### Text for analysis
======
Making my way up to the field behind the Key Bank on West Genesee Street, I noticed a cluster of high school lacrosse players - a healthy combination of under and upperclassmen - huddled around an older gentleman.
The man was none other then West Genesee (N.Y.) varsity head coach Mike Messere. With a stick in his hand, he was diligently demonstrating to the crop of young men on how to correctly pick up a ground ball.
I drifted to the sidelines and struck up a conversation with Mr. Spillet, a volunteer coach that has been helping out alongside Messere for quite some time now.
"He's great," Mr. Spillet said referring to Messere. "Knows so much about the game."
My short 20-minute drive brought me to Camillus to pick Messere's brain about junior Nick Mellen - a 2015 Syracuse commit - and, of course, to soak in as much lacrosse knowledge as possible before the rain came pouring down.
"We are trying to bring the freshmen into the game," Messere said about his annual lacrosse socialization, "We are trying to familiarize them with what we do here (at West Genesee), what is expected at the varsity level, what kind of (defensive) rides we do, what different things we do in the game and attitude."
He points to a young man's brightly colored shorts.
"Those fancy shorts," he said waving his finger, "We wear just blue and gold shorts."
Messere's lacrosse I.Q. is superior. It was apparent that Messere doesn't stray too far from his winning formula of self-discipline and old school tactics. His well-documented success got him inducted into the Lacrosse Hall of Fame in 1994 and he is the all-time leader in lacrosse coaching wins. Evaluating talent is also something that is included on his resume.
"Nick is outstanding athletically," Messere said. "By the time he gets to Syracuse, he will have already played at a high level of competition. He has already won one State Championship and several sectional championships. He brings everything, hopefully, to the table for them."
Messere notes that he expects Mellen to improve further this upcoming season.
======
### Your objective
Name every person the lacrosse article mentions by name.
======
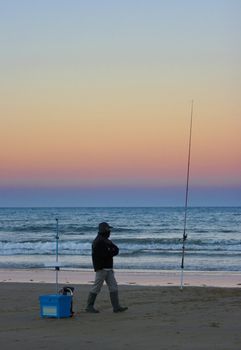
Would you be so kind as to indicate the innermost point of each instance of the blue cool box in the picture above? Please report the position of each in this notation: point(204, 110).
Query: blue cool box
point(55, 305)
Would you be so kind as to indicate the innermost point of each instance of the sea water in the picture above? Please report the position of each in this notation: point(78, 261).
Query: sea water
point(148, 238)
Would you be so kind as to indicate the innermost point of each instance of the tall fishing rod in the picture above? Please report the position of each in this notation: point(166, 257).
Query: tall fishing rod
point(186, 197)
point(57, 255)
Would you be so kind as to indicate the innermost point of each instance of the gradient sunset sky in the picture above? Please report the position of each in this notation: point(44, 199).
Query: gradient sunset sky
point(96, 96)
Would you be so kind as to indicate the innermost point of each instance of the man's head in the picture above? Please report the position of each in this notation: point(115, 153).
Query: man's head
point(104, 229)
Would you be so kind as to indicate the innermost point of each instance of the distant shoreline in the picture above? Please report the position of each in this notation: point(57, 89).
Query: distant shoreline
point(230, 279)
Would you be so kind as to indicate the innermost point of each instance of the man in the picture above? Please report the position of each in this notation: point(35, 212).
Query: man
point(103, 251)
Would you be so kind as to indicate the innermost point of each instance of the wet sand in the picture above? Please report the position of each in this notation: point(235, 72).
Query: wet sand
point(159, 317)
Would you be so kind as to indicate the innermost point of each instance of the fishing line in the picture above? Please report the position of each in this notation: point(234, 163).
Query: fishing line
point(186, 197)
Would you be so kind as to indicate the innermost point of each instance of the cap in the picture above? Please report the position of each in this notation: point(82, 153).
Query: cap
point(104, 226)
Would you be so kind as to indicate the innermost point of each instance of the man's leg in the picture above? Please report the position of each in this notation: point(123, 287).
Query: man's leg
point(113, 288)
point(95, 289)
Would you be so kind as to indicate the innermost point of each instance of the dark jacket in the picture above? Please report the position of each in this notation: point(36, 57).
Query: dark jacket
point(103, 251)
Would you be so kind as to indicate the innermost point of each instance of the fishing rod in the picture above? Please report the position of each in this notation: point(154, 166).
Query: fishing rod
point(57, 255)
point(186, 197)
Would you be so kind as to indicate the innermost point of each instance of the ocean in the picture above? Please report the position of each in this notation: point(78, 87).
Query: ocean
point(148, 238)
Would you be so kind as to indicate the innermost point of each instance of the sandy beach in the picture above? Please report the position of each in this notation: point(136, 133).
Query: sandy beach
point(159, 316)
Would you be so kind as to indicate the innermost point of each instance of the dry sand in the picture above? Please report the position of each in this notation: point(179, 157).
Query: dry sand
point(159, 317)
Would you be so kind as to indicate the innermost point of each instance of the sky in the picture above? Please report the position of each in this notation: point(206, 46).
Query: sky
point(95, 102)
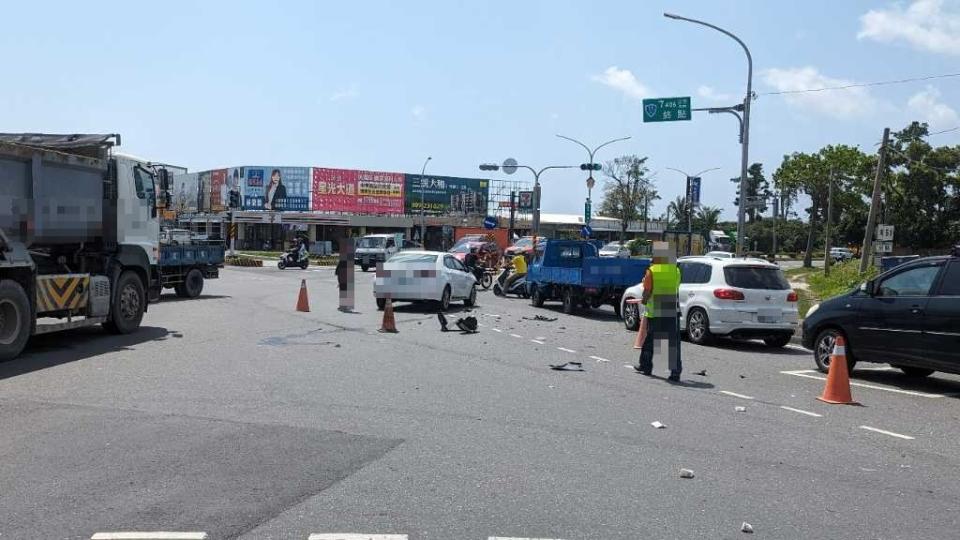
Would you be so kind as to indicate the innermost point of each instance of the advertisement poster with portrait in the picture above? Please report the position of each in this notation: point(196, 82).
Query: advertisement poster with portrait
point(184, 190)
point(218, 181)
point(276, 188)
point(446, 195)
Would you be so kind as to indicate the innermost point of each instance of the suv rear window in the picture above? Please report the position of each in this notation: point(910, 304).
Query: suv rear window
point(755, 277)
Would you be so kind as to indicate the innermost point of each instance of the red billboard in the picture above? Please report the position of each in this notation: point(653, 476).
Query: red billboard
point(358, 192)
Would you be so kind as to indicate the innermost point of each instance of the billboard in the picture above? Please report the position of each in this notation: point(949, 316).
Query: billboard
point(445, 195)
point(276, 188)
point(358, 192)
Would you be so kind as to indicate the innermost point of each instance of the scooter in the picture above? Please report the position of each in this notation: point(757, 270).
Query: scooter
point(518, 287)
point(296, 258)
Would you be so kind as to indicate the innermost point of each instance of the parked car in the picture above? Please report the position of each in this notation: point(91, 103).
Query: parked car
point(737, 298)
point(413, 276)
point(840, 254)
point(908, 317)
point(615, 249)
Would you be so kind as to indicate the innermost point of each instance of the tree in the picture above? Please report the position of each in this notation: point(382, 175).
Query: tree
point(811, 173)
point(757, 189)
point(627, 191)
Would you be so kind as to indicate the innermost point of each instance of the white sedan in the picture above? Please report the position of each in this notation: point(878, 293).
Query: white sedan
point(413, 276)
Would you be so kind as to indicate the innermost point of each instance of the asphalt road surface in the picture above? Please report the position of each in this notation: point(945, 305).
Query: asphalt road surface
point(236, 416)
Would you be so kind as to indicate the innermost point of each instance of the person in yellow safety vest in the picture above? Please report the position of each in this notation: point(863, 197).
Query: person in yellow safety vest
point(519, 270)
point(661, 301)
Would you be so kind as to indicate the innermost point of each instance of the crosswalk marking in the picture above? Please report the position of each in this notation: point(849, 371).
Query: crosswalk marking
point(353, 536)
point(150, 535)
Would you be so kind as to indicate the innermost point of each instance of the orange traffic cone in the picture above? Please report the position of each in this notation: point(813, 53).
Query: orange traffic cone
point(389, 323)
point(837, 389)
point(302, 303)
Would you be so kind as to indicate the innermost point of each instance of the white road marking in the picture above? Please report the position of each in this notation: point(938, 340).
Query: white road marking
point(808, 373)
point(353, 536)
point(155, 535)
point(801, 411)
point(885, 432)
point(734, 394)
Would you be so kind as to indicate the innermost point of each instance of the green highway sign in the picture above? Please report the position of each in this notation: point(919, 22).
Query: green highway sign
point(666, 109)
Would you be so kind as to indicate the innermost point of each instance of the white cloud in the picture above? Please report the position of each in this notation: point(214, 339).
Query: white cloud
point(925, 25)
point(345, 94)
point(927, 107)
point(847, 103)
point(708, 93)
point(624, 81)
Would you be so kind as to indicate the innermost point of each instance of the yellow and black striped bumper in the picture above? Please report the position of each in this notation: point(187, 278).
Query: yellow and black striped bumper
point(64, 291)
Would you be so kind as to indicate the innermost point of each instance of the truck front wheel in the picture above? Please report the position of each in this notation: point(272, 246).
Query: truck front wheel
point(14, 319)
point(126, 311)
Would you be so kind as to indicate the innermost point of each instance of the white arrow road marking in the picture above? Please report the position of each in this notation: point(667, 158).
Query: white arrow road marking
point(885, 432)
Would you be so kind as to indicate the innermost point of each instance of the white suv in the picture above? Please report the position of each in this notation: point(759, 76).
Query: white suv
point(737, 298)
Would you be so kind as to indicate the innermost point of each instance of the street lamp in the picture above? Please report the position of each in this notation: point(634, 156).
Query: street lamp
point(745, 130)
point(423, 231)
point(591, 166)
point(689, 204)
point(511, 167)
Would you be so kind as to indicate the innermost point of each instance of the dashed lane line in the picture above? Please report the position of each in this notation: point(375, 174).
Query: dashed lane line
point(809, 374)
point(885, 432)
point(149, 535)
point(801, 411)
point(353, 536)
point(734, 394)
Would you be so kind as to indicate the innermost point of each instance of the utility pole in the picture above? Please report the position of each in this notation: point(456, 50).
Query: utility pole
point(867, 250)
point(826, 226)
======
### Written reply
Mike Messere, Mr. Spillet, Nick Mellen